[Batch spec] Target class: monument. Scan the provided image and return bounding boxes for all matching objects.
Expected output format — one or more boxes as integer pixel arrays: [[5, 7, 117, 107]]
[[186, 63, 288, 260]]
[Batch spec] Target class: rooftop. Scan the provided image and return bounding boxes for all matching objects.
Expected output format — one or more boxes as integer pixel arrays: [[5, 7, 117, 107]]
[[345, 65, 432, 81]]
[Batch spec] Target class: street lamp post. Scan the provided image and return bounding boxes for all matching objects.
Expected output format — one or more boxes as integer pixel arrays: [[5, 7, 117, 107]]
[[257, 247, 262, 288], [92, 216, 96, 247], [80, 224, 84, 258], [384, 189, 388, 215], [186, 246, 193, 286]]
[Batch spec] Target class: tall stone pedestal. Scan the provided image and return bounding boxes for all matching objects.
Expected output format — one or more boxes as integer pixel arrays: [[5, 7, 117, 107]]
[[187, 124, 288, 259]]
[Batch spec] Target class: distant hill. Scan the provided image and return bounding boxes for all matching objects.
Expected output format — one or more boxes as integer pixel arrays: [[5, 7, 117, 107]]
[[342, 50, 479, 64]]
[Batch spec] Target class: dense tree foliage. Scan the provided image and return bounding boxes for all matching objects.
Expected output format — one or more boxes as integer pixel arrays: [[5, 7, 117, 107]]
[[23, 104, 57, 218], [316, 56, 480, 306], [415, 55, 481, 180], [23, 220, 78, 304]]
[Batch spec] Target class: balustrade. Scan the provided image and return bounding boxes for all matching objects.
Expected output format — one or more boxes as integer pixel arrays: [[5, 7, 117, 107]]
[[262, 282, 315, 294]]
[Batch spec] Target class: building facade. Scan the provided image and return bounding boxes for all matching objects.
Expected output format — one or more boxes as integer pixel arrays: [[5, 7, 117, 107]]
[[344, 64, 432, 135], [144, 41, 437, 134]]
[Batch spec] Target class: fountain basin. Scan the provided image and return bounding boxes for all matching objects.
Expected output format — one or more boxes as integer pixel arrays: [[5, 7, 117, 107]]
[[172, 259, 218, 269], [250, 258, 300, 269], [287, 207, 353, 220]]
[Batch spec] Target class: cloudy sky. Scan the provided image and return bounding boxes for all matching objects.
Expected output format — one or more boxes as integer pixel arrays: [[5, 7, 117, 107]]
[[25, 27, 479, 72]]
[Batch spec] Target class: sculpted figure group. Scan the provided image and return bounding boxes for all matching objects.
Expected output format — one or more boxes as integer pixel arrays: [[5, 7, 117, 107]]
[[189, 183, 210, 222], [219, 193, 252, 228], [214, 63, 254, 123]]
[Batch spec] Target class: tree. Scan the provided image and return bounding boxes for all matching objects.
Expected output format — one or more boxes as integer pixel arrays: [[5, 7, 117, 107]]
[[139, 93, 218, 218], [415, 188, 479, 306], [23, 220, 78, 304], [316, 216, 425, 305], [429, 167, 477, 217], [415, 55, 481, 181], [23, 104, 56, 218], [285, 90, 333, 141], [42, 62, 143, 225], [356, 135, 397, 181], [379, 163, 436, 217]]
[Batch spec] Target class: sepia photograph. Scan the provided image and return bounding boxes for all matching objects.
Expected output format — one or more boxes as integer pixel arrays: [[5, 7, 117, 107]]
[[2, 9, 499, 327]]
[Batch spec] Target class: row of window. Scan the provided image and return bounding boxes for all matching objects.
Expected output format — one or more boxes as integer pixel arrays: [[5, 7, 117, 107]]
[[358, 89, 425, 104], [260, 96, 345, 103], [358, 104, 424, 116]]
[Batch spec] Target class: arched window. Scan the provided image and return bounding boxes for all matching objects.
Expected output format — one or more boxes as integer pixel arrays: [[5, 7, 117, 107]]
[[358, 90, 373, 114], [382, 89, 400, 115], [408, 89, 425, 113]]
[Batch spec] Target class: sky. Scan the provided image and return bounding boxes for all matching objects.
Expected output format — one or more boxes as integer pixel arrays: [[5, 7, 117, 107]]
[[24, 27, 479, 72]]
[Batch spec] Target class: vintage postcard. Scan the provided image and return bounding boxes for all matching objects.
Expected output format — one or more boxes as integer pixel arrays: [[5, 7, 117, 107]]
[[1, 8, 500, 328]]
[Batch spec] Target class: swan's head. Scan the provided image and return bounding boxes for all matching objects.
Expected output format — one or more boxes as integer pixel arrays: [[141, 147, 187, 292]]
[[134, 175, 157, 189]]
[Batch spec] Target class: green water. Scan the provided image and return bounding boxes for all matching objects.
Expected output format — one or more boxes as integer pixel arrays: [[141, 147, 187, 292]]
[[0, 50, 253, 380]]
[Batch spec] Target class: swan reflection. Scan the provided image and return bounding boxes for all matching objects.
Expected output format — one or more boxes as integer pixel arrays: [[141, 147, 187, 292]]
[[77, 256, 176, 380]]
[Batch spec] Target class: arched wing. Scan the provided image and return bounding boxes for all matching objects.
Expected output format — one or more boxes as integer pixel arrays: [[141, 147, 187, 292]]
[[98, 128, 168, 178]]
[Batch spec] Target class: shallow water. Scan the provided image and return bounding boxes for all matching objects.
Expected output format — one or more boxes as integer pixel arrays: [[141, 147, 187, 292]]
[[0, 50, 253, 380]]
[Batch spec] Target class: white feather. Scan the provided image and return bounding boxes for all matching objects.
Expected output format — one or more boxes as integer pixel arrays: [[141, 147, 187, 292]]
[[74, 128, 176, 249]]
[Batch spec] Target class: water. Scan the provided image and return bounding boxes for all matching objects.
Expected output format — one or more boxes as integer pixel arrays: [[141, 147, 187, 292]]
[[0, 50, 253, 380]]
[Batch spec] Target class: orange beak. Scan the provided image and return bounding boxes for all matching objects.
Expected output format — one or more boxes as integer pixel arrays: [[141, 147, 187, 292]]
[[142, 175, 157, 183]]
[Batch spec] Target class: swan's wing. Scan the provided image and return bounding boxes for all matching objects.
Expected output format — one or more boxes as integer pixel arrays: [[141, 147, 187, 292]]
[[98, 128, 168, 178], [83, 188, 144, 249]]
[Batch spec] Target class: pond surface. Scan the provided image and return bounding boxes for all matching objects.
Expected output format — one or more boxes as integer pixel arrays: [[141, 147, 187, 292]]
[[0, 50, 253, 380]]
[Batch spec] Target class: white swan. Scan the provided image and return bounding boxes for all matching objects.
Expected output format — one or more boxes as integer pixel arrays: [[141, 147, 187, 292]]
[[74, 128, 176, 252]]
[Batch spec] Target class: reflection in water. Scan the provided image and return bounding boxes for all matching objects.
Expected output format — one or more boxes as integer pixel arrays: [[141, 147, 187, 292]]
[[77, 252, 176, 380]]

### Exercise brief
Lay out all of the records above as a two-column CSV with the header row "instruction" and "boxes", giving one row per record. Put each record's instruction text in the first field and its box answer in the second, wrap each field in quotes, and replace any line break inside a field with a space.

### Result of this task
instruction,boxes
"[Batch spec] Target class: monument. Scan the provided image and return bounding boxes for all matching objects. Expected output format — one or more boxes as integer pixel arrays: [[5, 7, 117, 107]]","[[186, 63, 288, 260]]"
"[Batch spec] Target class: rooftop. Scan the provided image and return bounding boxes for all matching objects. Expected output format — one or more boxes as integer pixel arrays: [[5, 7, 117, 107]]","[[345, 65, 432, 81]]"
"[Batch spec] Target class: street lamp post. Scan the provided image and return bounding boxes for all matching objects. Expected output format — one or more boxes as integer pixel arrays: [[5, 7, 117, 107]]","[[257, 247, 262, 288], [92, 216, 96, 247], [80, 224, 84, 258], [384, 189, 388, 215], [186, 246, 193, 286]]"
"[Batch spec] Target class: tall stone pedestal. Scan the provided image and return bounding boxes for all matching objects. Expected output format — one or more boxes as integer pixel arrays: [[5, 7, 117, 107]]","[[187, 124, 288, 259]]"
"[Batch spec] Target class: distant hill. Scan the provided image and return bounding boxes for all matching objects. Expected output format — one or more boxes as integer pixel arrays: [[5, 7, 117, 107]]","[[342, 50, 479, 64]]"
"[Batch spec] Target class: dense tree foliage. Scan the provided image and return bounding boxes for all matching objects. Expected output format — one or more boxes as integer pixel arrays: [[5, 7, 117, 107]]","[[23, 104, 57, 218], [316, 56, 480, 306], [415, 55, 481, 180], [23, 220, 78, 304]]"
"[Batch spec] Target class: balustrade. Scan the provided image and return bounding boxes for all matching objects. Expected output format — one or more boxes as integer pixel arrays: [[5, 7, 117, 107]]","[[262, 282, 315, 294]]"
"[Batch spec] Target class: building facade. Scan the provided image and return bounding boxes for all matching objects. Expected output format — one or more boxes as integer pixel arrays: [[5, 7, 117, 107]]","[[344, 64, 432, 135], [144, 41, 437, 134]]"
"[Batch spec] Target class: fountain basin. Scan the provided image and return bounding boxes for all matching objects. Expected output format — one or more boxes as integer pixel arrays: [[5, 7, 117, 107]]","[[172, 259, 218, 269], [250, 258, 300, 269], [287, 207, 353, 220]]"
"[Batch spec] Target class: cloudy sky. Scan the provided image and return bounding boxes for all matching objects. Expected output format — one or more boxes as integer pixel arrays: [[5, 7, 117, 107]]","[[25, 27, 479, 72]]"
"[Batch spec] Target class: sculpted figure group. Scan the provided image and return bounding boxes for all matching objects. Expected output format — one or more boxes as integer pixel arrays: [[5, 7, 117, 107]]","[[189, 183, 210, 222], [219, 193, 252, 228], [214, 63, 254, 123]]"
"[Batch spec] Target class: tree. Scan the provided image and return bounding boxes for all matching objects. Expected output format — one or more boxes as integer pixel arrays: [[5, 7, 117, 107]]","[[139, 93, 218, 218], [415, 188, 479, 306], [23, 220, 78, 304], [316, 216, 425, 305], [429, 167, 477, 217], [415, 55, 481, 181], [23, 104, 56, 218], [285, 90, 333, 141], [42, 62, 143, 225], [356, 135, 397, 181], [379, 163, 436, 217]]"
"[Batch spec] Target class: sepia photograph. Scan the provided image and return bounding boxes for all matching objects. Expected output format — one or more boxes as integer pixel arrays: [[5, 7, 117, 107]]","[[2, 9, 499, 327]]"
"[Batch spec] Target class: row of window. Scan the provided image and return bounding boxes for all matching objects. Expected output format — one or more boxes as integer pixel arrays: [[5, 7, 117, 107]]","[[358, 89, 425, 104], [260, 96, 345, 103], [358, 104, 424, 116]]"
"[Batch spec] Target class: arched window. Scan the provided image and return bounding boxes for all matching objects. Expected output format — one or more boxes as integer pixel arrays: [[5, 7, 117, 107]]","[[358, 90, 373, 114], [382, 89, 400, 115], [408, 89, 425, 113]]"
"[Batch spec] Target class: sky. Scan the provided image and return bounding boxes for all matching objects. Expected output format — one or more boxes as integer pixel arrays: [[5, 7, 117, 107]]","[[24, 27, 479, 72]]"
"[Batch spec] Target class: vintage postcard. Scan the provided image and return bounding boxes for all matching objects. Expected output format — one or more boxes as integer pixel arrays: [[5, 7, 117, 107]]","[[1, 8, 500, 328]]"
"[Batch spec] Target class: swan's head. Scan the provided image and return bounding boxes for all matching objects. Expected output format — one or more boxes as integer pixel arrays: [[141, 147, 187, 292]]","[[134, 175, 157, 189]]"
"[Batch spec] Target class: green water. Scan the provided image and return bounding boxes for all matching objects. Expected output format — one or more boxes as integer pixel arrays: [[141, 147, 187, 292]]","[[0, 50, 253, 380]]"
"[Batch spec] Target class: swan reflection. Scan the provided image and return bounding boxes for all matching objects. Expected output format — one or more boxes as integer pixel arrays: [[141, 147, 187, 292]]","[[77, 256, 176, 380]]"
"[Batch spec] Target class: arched wing. Scan the provided image and return bounding boxes for all matching objects. Expected output format — one or more boxes as integer pixel arrays: [[141, 147, 187, 292]]","[[98, 128, 168, 178]]"
"[Batch spec] Target class: shallow water. Scan the provided image and return bounding boxes for all matching objects. Expected output format — one or more boxes as integer pixel arrays: [[141, 147, 187, 292]]","[[0, 50, 253, 380]]"
"[Batch spec] Target class: white feather. Scan the provided image and return bounding boxes for all matching objects. Expected output format — one or more boxes as integer pixel arrays: [[141, 147, 187, 292]]","[[74, 128, 176, 249]]"
"[Batch spec] Target class: water. Scan the provided image and return bounding boxes for all matching objects. Expected output format — one or more boxes as integer pixel arrays: [[141, 147, 187, 292]]","[[0, 50, 253, 380]]"
"[Batch spec] Target class: orange beak. Scan the provided image and return bounding boxes for all matching objects. Expected output format — one or more boxes as integer pixel arrays: [[141, 147, 187, 292]]","[[142, 175, 157, 183]]"
"[Batch spec] Target class: swan's wing. Scan the provided image and return bounding boxes for all matching objects. Expected output format — one or more boxes as integer pixel arrays: [[141, 147, 187, 292]]","[[98, 128, 168, 178], [83, 188, 144, 249]]"
"[Batch spec] Target class: pond surface. Scan the provided image and return bounding boxes for all matching objects. Expected output format — one or more boxes as integer pixel arrays: [[141, 147, 187, 292]]","[[0, 50, 253, 380]]"
"[Batch spec] Target class: white swan. Scan the provided image and return bounding boxes for all matching objects. Expected output format — one or more boxes as integer pixel arrays: [[141, 147, 187, 292]]","[[74, 128, 176, 252]]"
"[Batch spec] Target class: reflection in water. Scan the provided image and return bounding boxes for all matching objects. Expected output format — one or more boxes as integer pixel arrays: [[141, 147, 187, 292]]","[[77, 252, 176, 380]]"